RECORDS FOR THIS TASK –

##########

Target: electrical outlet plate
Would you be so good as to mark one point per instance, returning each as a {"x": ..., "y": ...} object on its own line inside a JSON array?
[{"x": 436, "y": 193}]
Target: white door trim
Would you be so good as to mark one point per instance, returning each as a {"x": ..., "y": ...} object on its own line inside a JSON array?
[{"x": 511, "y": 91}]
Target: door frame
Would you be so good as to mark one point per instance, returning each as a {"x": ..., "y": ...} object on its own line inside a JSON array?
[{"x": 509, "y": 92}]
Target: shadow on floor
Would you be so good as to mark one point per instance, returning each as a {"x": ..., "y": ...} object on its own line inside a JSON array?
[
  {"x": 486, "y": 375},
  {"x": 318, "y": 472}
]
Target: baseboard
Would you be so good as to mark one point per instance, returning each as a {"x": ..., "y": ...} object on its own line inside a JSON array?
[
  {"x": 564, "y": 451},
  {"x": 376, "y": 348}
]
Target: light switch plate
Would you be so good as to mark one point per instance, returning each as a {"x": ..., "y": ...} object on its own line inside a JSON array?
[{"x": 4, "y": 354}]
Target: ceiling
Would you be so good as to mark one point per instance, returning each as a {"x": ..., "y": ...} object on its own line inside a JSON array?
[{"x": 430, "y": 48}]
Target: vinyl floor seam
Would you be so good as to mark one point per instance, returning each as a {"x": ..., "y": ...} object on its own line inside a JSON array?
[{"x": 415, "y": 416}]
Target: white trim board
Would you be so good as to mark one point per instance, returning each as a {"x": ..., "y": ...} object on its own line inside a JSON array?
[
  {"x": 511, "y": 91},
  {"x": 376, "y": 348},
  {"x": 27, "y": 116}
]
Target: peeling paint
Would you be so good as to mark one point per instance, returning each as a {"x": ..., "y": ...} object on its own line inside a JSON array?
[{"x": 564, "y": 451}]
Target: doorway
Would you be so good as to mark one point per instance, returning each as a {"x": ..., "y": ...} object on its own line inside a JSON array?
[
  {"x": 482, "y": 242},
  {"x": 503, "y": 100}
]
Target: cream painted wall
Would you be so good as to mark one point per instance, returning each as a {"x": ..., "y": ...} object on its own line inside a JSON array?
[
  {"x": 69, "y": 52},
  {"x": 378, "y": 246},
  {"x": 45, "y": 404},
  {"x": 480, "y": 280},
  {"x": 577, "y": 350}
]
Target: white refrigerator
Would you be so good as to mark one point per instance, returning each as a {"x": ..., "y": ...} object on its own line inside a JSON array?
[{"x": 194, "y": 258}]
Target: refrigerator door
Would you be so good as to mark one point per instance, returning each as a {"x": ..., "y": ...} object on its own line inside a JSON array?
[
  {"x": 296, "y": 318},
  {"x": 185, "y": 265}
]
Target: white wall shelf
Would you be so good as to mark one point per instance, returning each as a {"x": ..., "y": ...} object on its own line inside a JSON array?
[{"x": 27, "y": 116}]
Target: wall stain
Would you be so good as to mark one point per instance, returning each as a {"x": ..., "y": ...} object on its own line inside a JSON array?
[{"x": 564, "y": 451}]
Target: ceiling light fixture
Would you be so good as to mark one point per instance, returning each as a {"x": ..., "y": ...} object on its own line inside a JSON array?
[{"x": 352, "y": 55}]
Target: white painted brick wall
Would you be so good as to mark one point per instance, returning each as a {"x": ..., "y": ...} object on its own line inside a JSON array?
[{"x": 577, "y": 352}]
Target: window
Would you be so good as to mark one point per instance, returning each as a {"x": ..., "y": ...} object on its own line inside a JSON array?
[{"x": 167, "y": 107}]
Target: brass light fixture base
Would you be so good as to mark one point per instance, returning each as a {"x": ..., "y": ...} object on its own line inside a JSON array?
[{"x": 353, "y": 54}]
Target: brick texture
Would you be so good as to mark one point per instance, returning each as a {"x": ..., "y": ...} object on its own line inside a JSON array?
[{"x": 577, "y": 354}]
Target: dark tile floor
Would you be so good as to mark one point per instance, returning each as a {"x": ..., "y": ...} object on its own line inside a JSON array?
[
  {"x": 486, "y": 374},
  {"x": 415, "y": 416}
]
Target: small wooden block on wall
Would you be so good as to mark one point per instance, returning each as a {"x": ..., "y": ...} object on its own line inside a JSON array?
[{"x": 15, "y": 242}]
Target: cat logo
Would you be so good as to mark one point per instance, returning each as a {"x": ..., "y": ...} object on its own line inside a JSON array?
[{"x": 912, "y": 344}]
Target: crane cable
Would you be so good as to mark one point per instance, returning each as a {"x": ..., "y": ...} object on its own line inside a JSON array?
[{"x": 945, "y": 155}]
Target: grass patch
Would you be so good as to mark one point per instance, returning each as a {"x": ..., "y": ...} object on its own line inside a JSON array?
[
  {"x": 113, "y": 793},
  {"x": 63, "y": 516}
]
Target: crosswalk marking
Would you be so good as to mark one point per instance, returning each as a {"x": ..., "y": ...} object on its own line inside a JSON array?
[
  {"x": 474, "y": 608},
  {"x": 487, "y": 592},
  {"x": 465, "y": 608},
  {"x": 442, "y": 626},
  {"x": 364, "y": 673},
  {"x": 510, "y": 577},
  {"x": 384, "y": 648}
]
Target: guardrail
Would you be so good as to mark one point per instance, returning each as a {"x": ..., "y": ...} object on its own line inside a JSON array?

##########

REQUIRED WORK – Lines from the entries that contain the string "trim" are what must be copied.

EXERCISE OUTPUT –
Target: white door trim
Target: white trim board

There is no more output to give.